> **Given instruction**
Locate every line in the records below that contains the word "shoreline", and copy each of those lines out in full.

# # # # # # #

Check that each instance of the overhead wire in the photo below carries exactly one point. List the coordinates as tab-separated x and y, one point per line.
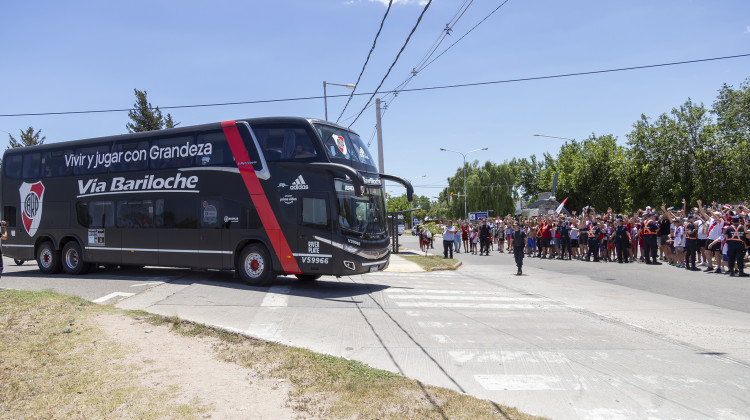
416	25
453	86
366	60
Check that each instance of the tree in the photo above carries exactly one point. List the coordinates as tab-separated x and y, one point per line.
146	117
27	138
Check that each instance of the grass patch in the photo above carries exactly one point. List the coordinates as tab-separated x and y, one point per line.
432	262
54	363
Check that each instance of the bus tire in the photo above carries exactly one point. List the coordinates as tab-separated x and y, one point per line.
255	266
72	259
48	258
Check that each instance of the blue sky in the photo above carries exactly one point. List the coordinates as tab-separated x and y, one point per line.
88	55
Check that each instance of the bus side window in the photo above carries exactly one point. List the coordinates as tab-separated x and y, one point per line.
314	211
132	156
54	164
95	214
31	164
220	153
9	215
135	214
93	160
171	152
12	166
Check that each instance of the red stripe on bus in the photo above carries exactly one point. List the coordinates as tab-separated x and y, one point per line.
260	200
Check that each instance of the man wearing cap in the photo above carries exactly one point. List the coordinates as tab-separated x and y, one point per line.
650	230
735	236
691	243
518	241
715	228
622	239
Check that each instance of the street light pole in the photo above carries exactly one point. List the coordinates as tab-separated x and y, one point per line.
411	212
325	96
466	214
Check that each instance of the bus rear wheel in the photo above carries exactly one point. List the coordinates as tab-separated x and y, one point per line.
72	259
48	258
254	266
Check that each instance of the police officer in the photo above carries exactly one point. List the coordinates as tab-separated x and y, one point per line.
622	239
650	230
564	230
691	243
485	236
518	241
593	241
735	235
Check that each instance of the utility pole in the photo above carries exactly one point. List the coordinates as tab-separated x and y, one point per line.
379	129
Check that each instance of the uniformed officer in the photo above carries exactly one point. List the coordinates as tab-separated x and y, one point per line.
622	239
593	241
735	236
691	243
650	230
518	240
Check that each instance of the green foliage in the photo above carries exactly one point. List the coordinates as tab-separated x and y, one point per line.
146	117
681	154
26	138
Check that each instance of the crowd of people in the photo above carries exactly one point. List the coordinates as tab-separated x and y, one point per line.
713	237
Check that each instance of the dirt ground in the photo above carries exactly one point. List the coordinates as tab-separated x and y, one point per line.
189	366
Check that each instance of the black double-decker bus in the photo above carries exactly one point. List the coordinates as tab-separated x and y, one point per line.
262	196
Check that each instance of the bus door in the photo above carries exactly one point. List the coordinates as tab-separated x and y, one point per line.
136	223
314	223
211	245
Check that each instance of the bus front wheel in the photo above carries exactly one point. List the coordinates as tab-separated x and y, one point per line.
254	266
48	258
72	259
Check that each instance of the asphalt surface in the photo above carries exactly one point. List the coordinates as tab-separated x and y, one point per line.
564	340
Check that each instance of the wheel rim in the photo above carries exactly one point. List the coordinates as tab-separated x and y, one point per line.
46	258
71	258
254	265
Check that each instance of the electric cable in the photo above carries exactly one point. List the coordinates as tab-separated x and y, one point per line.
366	60
416	25
460	85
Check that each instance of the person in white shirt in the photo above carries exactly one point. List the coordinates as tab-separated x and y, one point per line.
715	230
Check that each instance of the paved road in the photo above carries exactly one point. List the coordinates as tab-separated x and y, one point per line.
568	345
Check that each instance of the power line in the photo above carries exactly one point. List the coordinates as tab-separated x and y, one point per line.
305	98
394	61
366	60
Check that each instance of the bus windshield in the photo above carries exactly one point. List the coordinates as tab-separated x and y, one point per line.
361	216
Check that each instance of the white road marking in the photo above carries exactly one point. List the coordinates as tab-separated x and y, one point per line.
454	292
147	284
277	296
111	296
519	382
457	305
472	298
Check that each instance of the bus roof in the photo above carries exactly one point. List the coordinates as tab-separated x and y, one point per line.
170	132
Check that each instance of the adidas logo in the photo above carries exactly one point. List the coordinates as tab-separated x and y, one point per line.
299	184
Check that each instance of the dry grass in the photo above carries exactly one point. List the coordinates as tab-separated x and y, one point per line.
54	364
333	387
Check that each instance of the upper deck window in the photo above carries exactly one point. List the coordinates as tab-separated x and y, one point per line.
285	142
12	166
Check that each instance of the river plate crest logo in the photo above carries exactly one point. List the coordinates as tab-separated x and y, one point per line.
32	197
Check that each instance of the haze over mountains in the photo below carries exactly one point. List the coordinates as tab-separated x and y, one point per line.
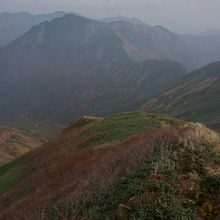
73	65
114	161
14	25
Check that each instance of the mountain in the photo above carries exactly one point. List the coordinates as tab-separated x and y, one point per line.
196	98
209	32
117	18
73	66
19	138
14	25
125	166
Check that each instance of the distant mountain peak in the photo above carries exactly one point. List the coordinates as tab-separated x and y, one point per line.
132	20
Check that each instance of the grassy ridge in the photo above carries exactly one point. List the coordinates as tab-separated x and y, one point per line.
120	126
173	184
11	174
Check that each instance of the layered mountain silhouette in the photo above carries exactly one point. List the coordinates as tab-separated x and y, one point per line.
123	18
73	66
196	98
14	25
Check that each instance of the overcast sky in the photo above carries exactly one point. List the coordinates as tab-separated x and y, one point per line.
184	16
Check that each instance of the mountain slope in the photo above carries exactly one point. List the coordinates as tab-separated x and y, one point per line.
135	21
196	98
73	66
19	138
14	25
102	168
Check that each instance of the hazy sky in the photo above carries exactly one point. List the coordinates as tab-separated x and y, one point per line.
189	16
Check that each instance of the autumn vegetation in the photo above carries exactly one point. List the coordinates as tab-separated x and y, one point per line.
127	166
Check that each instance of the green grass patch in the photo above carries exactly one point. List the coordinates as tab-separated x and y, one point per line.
120	126
11	174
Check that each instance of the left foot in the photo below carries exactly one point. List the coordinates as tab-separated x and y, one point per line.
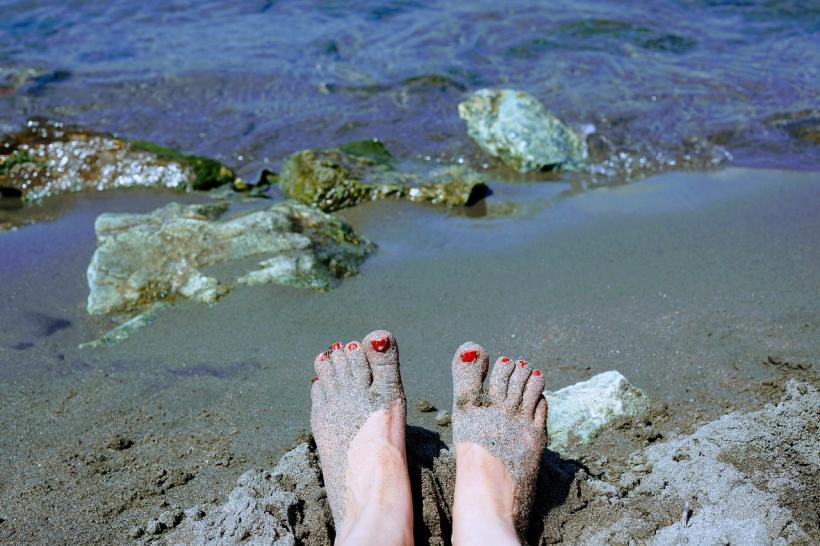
358	417
499	438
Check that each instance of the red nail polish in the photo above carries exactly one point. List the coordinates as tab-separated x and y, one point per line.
380	345
468	356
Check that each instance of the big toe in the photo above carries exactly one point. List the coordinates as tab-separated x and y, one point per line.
470	365
382	354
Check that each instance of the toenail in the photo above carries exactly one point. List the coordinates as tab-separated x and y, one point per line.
380	345
468	356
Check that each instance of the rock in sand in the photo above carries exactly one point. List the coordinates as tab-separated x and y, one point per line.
47	158
337	178
578	412
145	258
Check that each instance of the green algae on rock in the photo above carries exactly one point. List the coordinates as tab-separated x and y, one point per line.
46	158
336	178
145	258
514	127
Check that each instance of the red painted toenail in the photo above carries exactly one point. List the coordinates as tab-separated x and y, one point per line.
380	345
468	356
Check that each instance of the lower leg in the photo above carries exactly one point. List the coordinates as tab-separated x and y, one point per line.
378	503
483	509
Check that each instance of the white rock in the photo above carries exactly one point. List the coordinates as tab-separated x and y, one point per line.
578	412
514	127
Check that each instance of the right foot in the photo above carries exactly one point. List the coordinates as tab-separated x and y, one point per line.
499	439
358	417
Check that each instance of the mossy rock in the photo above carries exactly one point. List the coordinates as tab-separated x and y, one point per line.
46	159
336	178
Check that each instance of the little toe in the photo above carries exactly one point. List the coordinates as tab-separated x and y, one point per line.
338	359
316	393
532	393
324	368
499	379
470	365
357	363
515	389
382	354
541	410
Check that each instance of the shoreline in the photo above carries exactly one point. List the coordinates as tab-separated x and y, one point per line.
696	286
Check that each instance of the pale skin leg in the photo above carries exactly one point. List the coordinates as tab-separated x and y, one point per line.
499	436
358	417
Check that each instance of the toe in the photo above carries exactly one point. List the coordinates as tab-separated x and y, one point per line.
470	365
324	368
515	389
499	379
357	363
541	408
339	361
382	354
532	393
316	393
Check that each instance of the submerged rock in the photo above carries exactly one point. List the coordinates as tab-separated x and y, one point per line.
336	178
578	412
47	158
144	258
514	127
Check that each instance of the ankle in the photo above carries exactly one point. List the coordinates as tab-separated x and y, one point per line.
377	524
483	504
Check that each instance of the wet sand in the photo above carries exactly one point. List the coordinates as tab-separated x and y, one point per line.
701	288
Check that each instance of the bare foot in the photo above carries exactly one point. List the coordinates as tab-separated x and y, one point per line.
358	417
499	437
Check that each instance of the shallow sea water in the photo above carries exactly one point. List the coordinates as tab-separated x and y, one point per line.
678	83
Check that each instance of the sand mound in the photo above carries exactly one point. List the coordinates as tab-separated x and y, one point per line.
744	478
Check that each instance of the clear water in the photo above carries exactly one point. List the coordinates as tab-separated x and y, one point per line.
669	84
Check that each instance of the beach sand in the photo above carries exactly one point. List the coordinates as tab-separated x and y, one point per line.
701	288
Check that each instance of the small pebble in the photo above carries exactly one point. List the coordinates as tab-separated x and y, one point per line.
171	518
443	419
424	406
154	527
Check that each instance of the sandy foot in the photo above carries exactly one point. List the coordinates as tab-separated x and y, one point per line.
499	438
358	417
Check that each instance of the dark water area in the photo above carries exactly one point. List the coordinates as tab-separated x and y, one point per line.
666	85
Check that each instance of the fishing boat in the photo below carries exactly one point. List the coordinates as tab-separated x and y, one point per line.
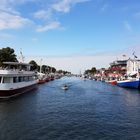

# # # # # # #

> **Task output**
Check that each instance of the shoreline in the photo above carries exactly one point. List the coordinates as tab-separated x and y, one point per line.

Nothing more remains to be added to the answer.